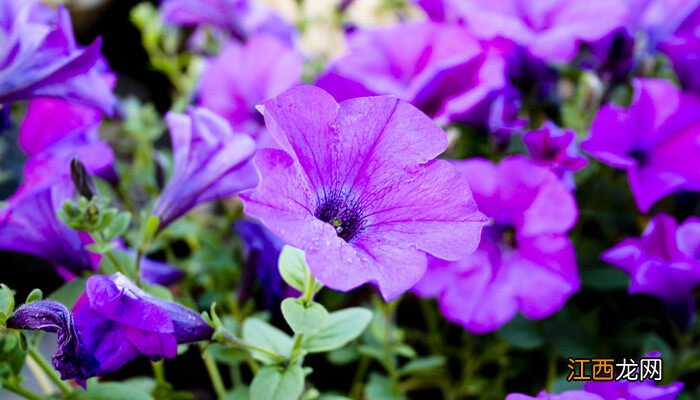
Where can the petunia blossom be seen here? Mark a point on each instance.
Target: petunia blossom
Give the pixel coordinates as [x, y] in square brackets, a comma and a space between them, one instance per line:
[210, 163]
[357, 187]
[118, 321]
[441, 69]
[262, 251]
[240, 18]
[556, 148]
[568, 395]
[554, 31]
[656, 140]
[525, 261]
[40, 58]
[71, 359]
[243, 75]
[663, 262]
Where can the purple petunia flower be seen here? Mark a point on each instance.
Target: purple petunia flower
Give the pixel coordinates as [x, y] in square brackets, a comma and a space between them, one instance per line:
[357, 188]
[262, 252]
[683, 46]
[553, 31]
[627, 390]
[243, 75]
[118, 321]
[29, 224]
[441, 69]
[210, 163]
[556, 148]
[568, 395]
[70, 359]
[40, 58]
[240, 18]
[663, 262]
[525, 262]
[656, 139]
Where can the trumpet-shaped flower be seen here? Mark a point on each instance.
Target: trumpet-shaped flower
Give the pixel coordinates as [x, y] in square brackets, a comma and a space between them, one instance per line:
[118, 321]
[210, 163]
[441, 69]
[357, 187]
[656, 140]
[525, 262]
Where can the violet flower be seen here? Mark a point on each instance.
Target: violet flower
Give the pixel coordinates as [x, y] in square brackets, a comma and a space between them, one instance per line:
[441, 69]
[568, 395]
[525, 262]
[262, 251]
[656, 140]
[40, 58]
[553, 31]
[243, 75]
[555, 148]
[70, 359]
[663, 262]
[357, 188]
[240, 18]
[28, 224]
[118, 321]
[210, 163]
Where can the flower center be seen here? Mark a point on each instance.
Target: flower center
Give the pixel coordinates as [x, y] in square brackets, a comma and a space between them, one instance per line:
[342, 213]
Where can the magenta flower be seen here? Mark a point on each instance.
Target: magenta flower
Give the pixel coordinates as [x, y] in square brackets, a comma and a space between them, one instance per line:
[70, 359]
[357, 188]
[40, 58]
[240, 18]
[627, 390]
[663, 262]
[118, 321]
[28, 224]
[243, 75]
[556, 148]
[656, 140]
[568, 395]
[210, 163]
[552, 30]
[441, 69]
[525, 262]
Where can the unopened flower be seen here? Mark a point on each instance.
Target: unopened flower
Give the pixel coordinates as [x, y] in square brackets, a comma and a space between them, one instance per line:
[525, 261]
[357, 187]
[210, 163]
[40, 58]
[118, 321]
[656, 140]
[70, 359]
[663, 262]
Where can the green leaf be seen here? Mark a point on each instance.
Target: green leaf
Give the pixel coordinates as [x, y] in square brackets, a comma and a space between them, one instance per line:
[7, 300]
[304, 319]
[343, 326]
[423, 365]
[112, 391]
[262, 334]
[69, 293]
[380, 388]
[521, 333]
[273, 383]
[118, 226]
[293, 268]
[34, 295]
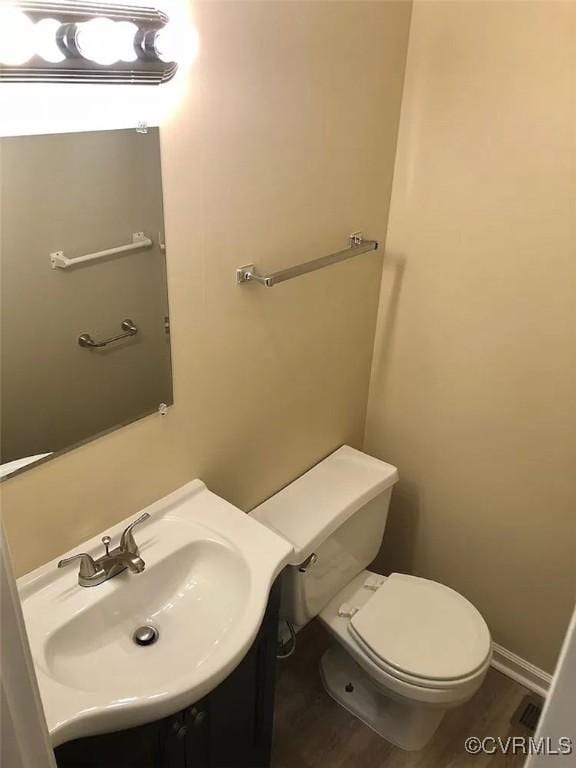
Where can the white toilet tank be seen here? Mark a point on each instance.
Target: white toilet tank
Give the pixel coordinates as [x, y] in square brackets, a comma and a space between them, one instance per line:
[334, 516]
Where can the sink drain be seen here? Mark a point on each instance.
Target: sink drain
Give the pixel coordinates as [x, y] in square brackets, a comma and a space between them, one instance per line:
[146, 635]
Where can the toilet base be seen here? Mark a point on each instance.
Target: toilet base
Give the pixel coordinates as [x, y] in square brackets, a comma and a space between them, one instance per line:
[406, 724]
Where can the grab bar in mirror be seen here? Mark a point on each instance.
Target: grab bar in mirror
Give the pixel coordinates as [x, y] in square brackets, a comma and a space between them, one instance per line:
[139, 241]
[358, 245]
[85, 340]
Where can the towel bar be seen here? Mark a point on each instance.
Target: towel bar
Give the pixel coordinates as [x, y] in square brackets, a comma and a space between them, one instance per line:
[358, 245]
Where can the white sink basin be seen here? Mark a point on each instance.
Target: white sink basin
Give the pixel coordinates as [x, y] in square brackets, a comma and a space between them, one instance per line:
[209, 568]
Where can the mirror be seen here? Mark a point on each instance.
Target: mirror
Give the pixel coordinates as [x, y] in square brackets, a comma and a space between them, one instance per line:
[85, 331]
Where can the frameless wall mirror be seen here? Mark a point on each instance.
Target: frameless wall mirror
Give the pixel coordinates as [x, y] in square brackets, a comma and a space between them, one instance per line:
[85, 331]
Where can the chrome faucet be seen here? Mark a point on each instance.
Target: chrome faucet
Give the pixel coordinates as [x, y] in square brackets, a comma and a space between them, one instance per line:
[125, 555]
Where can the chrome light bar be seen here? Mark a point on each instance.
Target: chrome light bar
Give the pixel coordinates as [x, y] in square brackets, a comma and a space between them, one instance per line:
[88, 42]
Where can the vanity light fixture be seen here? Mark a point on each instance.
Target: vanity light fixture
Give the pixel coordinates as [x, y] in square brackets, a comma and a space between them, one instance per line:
[84, 42]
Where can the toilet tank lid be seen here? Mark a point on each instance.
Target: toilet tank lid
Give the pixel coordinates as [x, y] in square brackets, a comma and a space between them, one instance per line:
[308, 510]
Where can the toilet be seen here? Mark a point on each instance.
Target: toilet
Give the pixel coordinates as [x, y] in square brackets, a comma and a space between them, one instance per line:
[406, 648]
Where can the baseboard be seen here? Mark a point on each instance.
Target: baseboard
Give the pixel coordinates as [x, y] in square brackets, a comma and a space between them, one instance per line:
[520, 670]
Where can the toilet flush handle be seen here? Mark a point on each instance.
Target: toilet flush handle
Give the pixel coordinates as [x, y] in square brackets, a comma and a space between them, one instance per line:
[310, 561]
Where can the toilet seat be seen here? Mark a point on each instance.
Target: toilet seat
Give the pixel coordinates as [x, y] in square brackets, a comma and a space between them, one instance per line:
[422, 632]
[392, 681]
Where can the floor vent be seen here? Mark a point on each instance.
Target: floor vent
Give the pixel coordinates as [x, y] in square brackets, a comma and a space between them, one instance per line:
[528, 713]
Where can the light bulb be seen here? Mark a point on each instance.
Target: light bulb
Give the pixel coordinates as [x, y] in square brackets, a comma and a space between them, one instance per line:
[125, 34]
[168, 44]
[16, 37]
[45, 40]
[96, 41]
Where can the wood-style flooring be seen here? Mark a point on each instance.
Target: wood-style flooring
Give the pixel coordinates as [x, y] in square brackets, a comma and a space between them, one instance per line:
[312, 731]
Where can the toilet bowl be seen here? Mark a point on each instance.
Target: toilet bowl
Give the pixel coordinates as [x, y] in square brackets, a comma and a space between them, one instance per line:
[406, 648]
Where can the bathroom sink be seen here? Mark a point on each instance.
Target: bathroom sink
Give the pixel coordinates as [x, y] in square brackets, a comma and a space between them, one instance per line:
[209, 569]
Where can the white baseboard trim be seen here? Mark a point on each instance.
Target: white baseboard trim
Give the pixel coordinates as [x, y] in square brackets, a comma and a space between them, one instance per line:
[520, 670]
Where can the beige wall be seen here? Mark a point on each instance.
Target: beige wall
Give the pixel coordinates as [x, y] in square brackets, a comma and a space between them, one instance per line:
[473, 394]
[79, 193]
[284, 143]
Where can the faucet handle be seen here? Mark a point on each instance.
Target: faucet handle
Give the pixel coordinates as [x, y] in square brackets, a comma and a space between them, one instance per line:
[127, 541]
[88, 567]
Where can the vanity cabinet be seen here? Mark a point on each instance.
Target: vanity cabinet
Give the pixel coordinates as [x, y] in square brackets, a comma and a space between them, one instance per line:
[229, 728]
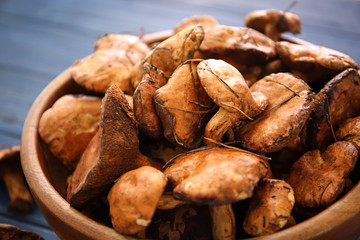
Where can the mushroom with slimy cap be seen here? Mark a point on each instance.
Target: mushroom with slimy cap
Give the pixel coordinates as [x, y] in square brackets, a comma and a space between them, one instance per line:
[228, 89]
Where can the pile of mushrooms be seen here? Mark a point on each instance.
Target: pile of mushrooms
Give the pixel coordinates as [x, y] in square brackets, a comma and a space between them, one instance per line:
[211, 125]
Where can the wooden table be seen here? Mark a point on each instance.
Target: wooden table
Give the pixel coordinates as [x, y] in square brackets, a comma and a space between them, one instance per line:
[41, 38]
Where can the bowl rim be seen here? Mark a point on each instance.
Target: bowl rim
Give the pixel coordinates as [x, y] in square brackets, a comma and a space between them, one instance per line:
[345, 210]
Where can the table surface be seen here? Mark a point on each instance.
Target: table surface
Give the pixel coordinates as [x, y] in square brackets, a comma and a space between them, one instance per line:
[41, 38]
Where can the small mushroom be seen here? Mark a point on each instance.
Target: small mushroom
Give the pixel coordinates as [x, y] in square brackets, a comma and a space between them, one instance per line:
[98, 71]
[337, 101]
[10, 232]
[134, 48]
[313, 63]
[68, 126]
[350, 131]
[183, 106]
[222, 222]
[273, 22]
[318, 178]
[134, 197]
[170, 53]
[143, 99]
[270, 207]
[290, 101]
[234, 174]
[13, 177]
[228, 89]
[204, 20]
[236, 44]
[113, 151]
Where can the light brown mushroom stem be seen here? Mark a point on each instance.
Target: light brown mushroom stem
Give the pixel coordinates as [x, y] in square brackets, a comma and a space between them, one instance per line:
[223, 222]
[223, 120]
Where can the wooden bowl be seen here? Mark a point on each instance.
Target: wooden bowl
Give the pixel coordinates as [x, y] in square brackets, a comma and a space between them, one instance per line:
[47, 181]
++++++++++
__WORK INSTRUCTIONS__.
Take the lines above from the one holding "Where can the table" to the last and output them exactly.

__TASK ANSWER__.
Where can the table surface be seen here? Mark a point on each instance.
Target: table surface
Give the pixel coordinates as [x, y] in square brackets, a comma and a space between them, one instance per line:
[41, 38]
Where can the small mushroom be seen here? Mark a point on each instance.
Target: small mushroom
Give the pixel coordinates as [x, y] in square brackets, a comma and a space between them, one instance per line:
[98, 71]
[337, 101]
[10, 232]
[134, 48]
[313, 63]
[68, 126]
[350, 131]
[183, 106]
[222, 222]
[273, 22]
[318, 178]
[134, 197]
[170, 53]
[143, 99]
[270, 207]
[290, 101]
[234, 174]
[13, 177]
[228, 89]
[204, 20]
[236, 44]
[113, 151]
Where can the light brown mushroom stem be seen here? Mark a point on each instance.
Target: light brown mushroom stem
Give the pixel coordinates as [x, y] in square brackets, a comma and a space between them, one instance per line:
[223, 222]
[223, 120]
Where can the wooden bowl be seen here? Mark a point on each instance.
Target: wooden bowl
Give the pixel coordinates as [x, y] in square brackets, a comma and a space between them, one instance per line:
[47, 181]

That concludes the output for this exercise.